··· Supplied records

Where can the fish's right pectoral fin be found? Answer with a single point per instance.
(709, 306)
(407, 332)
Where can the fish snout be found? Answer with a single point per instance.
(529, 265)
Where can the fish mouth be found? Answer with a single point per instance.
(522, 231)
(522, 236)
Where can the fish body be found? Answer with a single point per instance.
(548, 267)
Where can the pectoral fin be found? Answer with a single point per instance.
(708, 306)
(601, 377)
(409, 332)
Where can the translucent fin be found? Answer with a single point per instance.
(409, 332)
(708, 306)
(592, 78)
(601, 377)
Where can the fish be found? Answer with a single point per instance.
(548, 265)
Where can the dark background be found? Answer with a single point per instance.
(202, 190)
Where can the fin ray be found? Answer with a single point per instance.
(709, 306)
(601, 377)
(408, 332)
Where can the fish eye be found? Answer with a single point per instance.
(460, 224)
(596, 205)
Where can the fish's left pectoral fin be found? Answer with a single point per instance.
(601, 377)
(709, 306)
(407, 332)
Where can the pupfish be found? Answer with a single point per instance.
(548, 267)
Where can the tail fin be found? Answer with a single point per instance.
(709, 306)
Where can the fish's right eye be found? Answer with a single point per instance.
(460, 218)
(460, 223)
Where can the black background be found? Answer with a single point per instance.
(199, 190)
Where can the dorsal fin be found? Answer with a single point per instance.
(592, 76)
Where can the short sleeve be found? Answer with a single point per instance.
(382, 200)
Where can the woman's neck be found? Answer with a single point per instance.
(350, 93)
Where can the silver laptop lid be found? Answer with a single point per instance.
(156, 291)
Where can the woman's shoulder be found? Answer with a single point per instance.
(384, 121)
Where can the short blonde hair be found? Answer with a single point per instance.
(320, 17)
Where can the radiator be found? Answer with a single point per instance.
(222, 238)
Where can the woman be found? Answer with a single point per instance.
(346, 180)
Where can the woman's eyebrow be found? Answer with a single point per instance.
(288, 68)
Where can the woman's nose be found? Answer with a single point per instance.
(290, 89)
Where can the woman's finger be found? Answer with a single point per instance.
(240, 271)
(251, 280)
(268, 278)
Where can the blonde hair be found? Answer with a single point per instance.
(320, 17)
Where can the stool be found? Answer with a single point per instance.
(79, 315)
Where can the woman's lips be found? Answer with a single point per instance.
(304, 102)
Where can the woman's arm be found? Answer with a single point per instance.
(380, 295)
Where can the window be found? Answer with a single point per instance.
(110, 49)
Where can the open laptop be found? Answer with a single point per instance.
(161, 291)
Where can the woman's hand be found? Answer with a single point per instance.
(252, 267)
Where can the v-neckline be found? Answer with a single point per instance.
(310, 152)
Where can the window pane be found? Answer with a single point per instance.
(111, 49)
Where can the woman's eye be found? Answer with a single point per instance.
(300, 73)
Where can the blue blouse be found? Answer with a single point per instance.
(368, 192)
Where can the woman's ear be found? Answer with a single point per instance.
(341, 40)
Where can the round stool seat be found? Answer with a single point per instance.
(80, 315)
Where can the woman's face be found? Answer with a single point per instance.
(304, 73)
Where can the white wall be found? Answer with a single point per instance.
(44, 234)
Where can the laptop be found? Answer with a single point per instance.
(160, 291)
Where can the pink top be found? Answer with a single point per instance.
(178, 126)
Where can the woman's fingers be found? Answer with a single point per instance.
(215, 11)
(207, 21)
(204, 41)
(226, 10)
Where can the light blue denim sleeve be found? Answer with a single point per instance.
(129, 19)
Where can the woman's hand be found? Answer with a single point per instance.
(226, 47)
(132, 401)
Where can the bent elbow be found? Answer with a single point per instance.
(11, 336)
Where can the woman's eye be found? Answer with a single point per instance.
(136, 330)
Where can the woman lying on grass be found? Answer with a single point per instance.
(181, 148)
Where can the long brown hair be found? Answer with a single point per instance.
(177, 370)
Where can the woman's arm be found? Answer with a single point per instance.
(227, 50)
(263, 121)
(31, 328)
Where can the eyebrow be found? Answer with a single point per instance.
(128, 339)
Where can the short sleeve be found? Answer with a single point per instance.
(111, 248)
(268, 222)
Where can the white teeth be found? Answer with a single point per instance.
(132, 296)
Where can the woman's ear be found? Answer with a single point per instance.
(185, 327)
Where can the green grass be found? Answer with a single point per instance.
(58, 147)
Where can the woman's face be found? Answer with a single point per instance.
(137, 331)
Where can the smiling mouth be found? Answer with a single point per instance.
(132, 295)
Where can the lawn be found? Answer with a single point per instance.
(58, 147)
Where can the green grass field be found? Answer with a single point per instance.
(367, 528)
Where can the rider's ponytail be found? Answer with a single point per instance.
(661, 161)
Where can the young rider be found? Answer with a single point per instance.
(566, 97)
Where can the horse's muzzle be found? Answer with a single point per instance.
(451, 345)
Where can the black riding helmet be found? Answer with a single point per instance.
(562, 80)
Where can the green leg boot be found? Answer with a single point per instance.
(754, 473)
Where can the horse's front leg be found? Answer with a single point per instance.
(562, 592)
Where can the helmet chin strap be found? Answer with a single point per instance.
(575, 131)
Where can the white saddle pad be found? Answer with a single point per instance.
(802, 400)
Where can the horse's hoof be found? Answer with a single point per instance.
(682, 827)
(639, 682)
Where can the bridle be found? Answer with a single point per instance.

······

Exercise brief
Restate every line of the data word for word.

Output of the task
Where can the fish's right pectoral fin be found? Answer with a single point per instance.
(709, 306)
(407, 332)
Where can the fish snout be found? Answer with a single point per instance.
(529, 265)
Where can the fish mouth be found? Answer with a single point per instance.
(522, 231)
(522, 236)
Where can the fish body be found? Answer with a single point per instance.
(548, 267)
Where can the pectoral fin be found? Answer with a single point per instance.
(708, 306)
(601, 377)
(409, 332)
Where can the translucent fin be found? Answer with a single point per instance.
(409, 332)
(708, 306)
(592, 78)
(601, 377)
Where can the fish be found? Answer with a single point per instance.
(548, 265)
Where can the dark background be found? Answer with a single point per instance.
(202, 190)
Where can the fin ray be found? Answer with a single point per instance.
(709, 306)
(601, 377)
(408, 332)
Where can the fish eye be found? Answer with a single point per instance.
(460, 224)
(596, 205)
Where can the fish's left pectoral fin be found? Answer with a single point per instance.
(601, 377)
(709, 306)
(407, 332)
Where can the pupfish be found? Answer with a single point per instance.
(548, 267)
Where can the tail fin be found? Answer with a single point per instance.
(709, 306)
Where can the fish's right eye be found? Answer with a single point per instance.
(460, 218)
(460, 223)
Where can the black background be found? Answer with a single point per instance.
(199, 190)
Where can the dorsal fin be found? Answer with a single point per instance.
(592, 76)
Where can the short sleeve be found? Answer with a single point per instance.
(382, 200)
Where can the woman's neck be found? Answer with a single point per instance.
(350, 93)
Where can the silver laptop lid be found? Answer with a single point per instance.
(156, 291)
Where can the woman's shoulder be found? Answer with a single point per instance.
(384, 121)
Where can the short blonde hair be found? Answer with a single point per instance.
(320, 17)
Where can the radiator be found? Answer with a single point per instance.
(222, 238)
Where can the woman be found? Answer with a single point per instance.
(346, 180)
Where can the woman's eyebrow be found? Answer with a single point per instance.
(288, 68)
Where can the woman's nose be found? Answer with a single point per instance.
(290, 89)
Where can the woman's finger be found? Answer with a single point per instance.
(240, 271)
(251, 280)
(268, 278)
Where can the blonde hair be found? Answer with a single point per instance.
(320, 17)
Where can the stool be found? Answer with a single point per instance.
(79, 315)
Where can the woman's lips be found? Answer with a single point per instance.
(304, 102)
Where can the woman's arm be found? Answer with a single point per instance.
(380, 295)
Where can the window be found? Answer with a single point per instance.
(110, 49)
Where can the open laptop be found? Answer with a single point per instance.
(161, 291)
Where can the woman's hand be found? Answer with a single point per instance.
(252, 267)
Where can the v-neckline be found? Answer with a single point per instance.
(310, 152)
Where can the window pane be found? Answer with a single point per instance.
(111, 49)
Where can the woman's eye be found? Answer with a single point per instance.
(300, 73)
Where can the blue blouse be found? Answer with a single point per instance.
(368, 192)
Where can the woman's ear be found? Answer with a single point per instance.
(341, 40)
Where can the round stool seat be found? Answer with a single point per instance.
(80, 315)
Where can the woman's face be found? Answer with a single point per instance.
(304, 73)
Where can the white wall be found? Answer with a single point per instance.
(44, 234)
Where can the laptop be found? Answer with a single point per instance.
(160, 291)
Where can the pink top be found? Answer with a single point per instance.
(178, 126)
Where can the woman's fingers be found? Answer with a single point per instance.
(215, 11)
(207, 21)
(204, 41)
(226, 10)
Where can the light blue denim sleeve be found? Answer with a single point per instance.
(129, 19)
Where can the woman's hand be found? Answer with a single point per instance.
(226, 47)
(132, 401)
Where can the bent elbow be found? Answer with a single point per instance.
(11, 336)
Where can the woman's eye be found? Answer with a single point per instance.
(136, 330)
Where can the woman lying on grass be found? Answer with a single point per instance.
(181, 148)
Where can the long brown hair be found? Answer with a single point per instance.
(177, 370)
Where can the woman's arm be found? Answer with a single point per instance.
(227, 50)
(263, 121)
(31, 328)
Where can the eyebrow be found? Answer with a single point per instance.
(128, 339)
Where can the short sleeve be found? Answer with a single point per instance.
(111, 248)
(268, 222)
Where can the white teeth be found? Answer with a single point per instance.
(132, 296)
Where can the woman's ear be found? Answer with a single point per instance.
(185, 327)
Where can the green grass be found? Answer with a single point per instance.
(58, 147)
Where can the woman's face be found? Answer with a single point per instance.
(137, 331)
Where can the smiling mouth be found? Answer with a single point per instance.
(132, 295)
Where can the lawn be found? Answer with a single point per instance.
(58, 147)
Where can the green grass field be found? Answer with a single point per instance.
(367, 528)
Where can the rider's ponytail be found? Answer with a single point per instance.
(661, 161)
Where can the young rider be found? Answer with a single point per instance.
(566, 97)
Where can the horse's muzzle be found? Answer with a single point per instance.
(451, 345)
Where can the black riding helmet be found? Answer with a single point per instance.
(562, 80)
Where can the green leg boot be found? Answer with a single point per instance.
(754, 473)
Where can the horse's front leg be found? Answer with a single point per instance.
(562, 592)
Where can the helmet chin strap be found? Answer with a single point per instance.
(575, 131)
Where can the white saddle pad be found? Answer with a single point per instance.
(802, 400)
Where can the horse's hoof be found? Answer with a single point per instance.
(682, 827)
(639, 682)
Where can the bridle be found? Answer with a single point per instance.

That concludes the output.